• _SELECTED EXTRACT_:
━━━━━━
The Rockefeller University maintains a lush and beautiful 16-acre campus by using green horticultural practices. Located on the east side of Manhattan, the University’s original landscaping was designed by noted landscape architect Dan Kiley in 1956 and imitates the idea of outdoor “rooms.” The Lulu C. and Anthony Wang Gardens, part of the Stavros Niarchos Foundation-David Rockefeller River Campus, were designed by Mathews Nielsen Landscape Architects and feature native species that attract bees, butterflies, and other pollinators, reflective pavements that ensure that the rooftop does not contribute to the heat island effect., and absorptive planters that filter rainwater adding over a half of an acre of permeability. Money received from energy rebates to the University goes towards purchasing additional native plants.
Check out the Rockefeller tree map (PDF 9MB) and identify some specimens while strolling on campus.
Horticultural Green Practices
- Watering of landscape is carefully monitored, and changes are made quickly depending on weather conditions, plant needs, etc.
- A zoned irrigation system allows matching of watering requirements with different growing conditions in various areas.
- A concerted effort is made to incorporate native plants and indigenous trees whenever possible.
- Only organic fertilizers are used in tree and shrub beds and on lawns.
- All plantings are mulched regularly with organic compost material.
- Only organic pesticides are used, and they are applied extremely sparingly. Instead, living organisms are applied, including beneficial worms and bacteria.
- The use of power equipment, such as electric leaf blowers, has been cut back considerably.
- Several families of ducks spend their springs and summers in the Philosopher’s Garden fountains.
━━━━━━
• _DATA EXTRACT_:
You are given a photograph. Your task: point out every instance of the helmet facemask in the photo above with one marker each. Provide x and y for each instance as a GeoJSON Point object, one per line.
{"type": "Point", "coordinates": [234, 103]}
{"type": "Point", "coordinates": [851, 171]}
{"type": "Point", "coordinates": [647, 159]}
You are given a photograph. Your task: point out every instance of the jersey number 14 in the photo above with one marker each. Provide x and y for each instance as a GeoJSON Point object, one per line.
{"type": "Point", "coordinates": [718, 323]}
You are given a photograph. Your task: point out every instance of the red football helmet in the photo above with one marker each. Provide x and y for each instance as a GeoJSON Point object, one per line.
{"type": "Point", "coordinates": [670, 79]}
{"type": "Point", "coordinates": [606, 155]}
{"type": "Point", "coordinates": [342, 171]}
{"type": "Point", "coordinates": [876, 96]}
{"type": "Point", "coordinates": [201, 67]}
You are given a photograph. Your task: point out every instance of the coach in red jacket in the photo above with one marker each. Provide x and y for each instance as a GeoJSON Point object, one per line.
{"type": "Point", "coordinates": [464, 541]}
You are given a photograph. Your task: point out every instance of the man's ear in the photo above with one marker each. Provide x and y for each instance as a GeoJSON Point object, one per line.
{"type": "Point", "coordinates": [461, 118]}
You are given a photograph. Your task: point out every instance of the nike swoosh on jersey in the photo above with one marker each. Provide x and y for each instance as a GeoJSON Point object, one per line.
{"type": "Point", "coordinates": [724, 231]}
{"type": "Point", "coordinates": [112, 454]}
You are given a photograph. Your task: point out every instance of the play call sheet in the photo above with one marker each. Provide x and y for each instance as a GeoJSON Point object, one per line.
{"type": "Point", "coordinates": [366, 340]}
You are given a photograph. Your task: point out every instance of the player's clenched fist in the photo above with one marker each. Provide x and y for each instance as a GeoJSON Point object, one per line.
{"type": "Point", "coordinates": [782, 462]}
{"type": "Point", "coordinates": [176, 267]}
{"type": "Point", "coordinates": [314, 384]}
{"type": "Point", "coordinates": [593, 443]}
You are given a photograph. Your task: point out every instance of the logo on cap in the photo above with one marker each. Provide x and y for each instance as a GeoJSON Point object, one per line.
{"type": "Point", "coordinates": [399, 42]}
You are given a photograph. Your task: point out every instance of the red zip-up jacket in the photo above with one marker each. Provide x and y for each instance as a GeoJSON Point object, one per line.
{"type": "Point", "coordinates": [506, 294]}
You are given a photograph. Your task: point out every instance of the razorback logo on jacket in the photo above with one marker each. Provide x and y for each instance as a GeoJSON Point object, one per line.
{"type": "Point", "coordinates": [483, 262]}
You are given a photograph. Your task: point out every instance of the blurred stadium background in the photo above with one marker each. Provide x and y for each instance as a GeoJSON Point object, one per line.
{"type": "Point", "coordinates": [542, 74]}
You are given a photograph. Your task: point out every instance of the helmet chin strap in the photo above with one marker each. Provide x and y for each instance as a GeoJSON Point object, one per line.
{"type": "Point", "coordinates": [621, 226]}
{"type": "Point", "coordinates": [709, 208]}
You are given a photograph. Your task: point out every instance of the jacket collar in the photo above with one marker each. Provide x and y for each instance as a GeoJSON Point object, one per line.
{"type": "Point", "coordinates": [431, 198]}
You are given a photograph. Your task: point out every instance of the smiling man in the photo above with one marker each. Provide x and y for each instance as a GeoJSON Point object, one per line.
━━━━━━
• _THE TASK_:
Can you reproduce the part of the Rockefeller University campus text starting at "Horticultural Green Practices" and ending at "in various areas.", word for word?

• _WRITTEN SOLUTION_:
Horticultural Green Practices
- Watering of landscape is carefully monitored, and changes are made quickly depending on weather conditions, plant needs, etc.
- A zoned irrigation system allows matching of watering requirements with different growing conditions in various areas.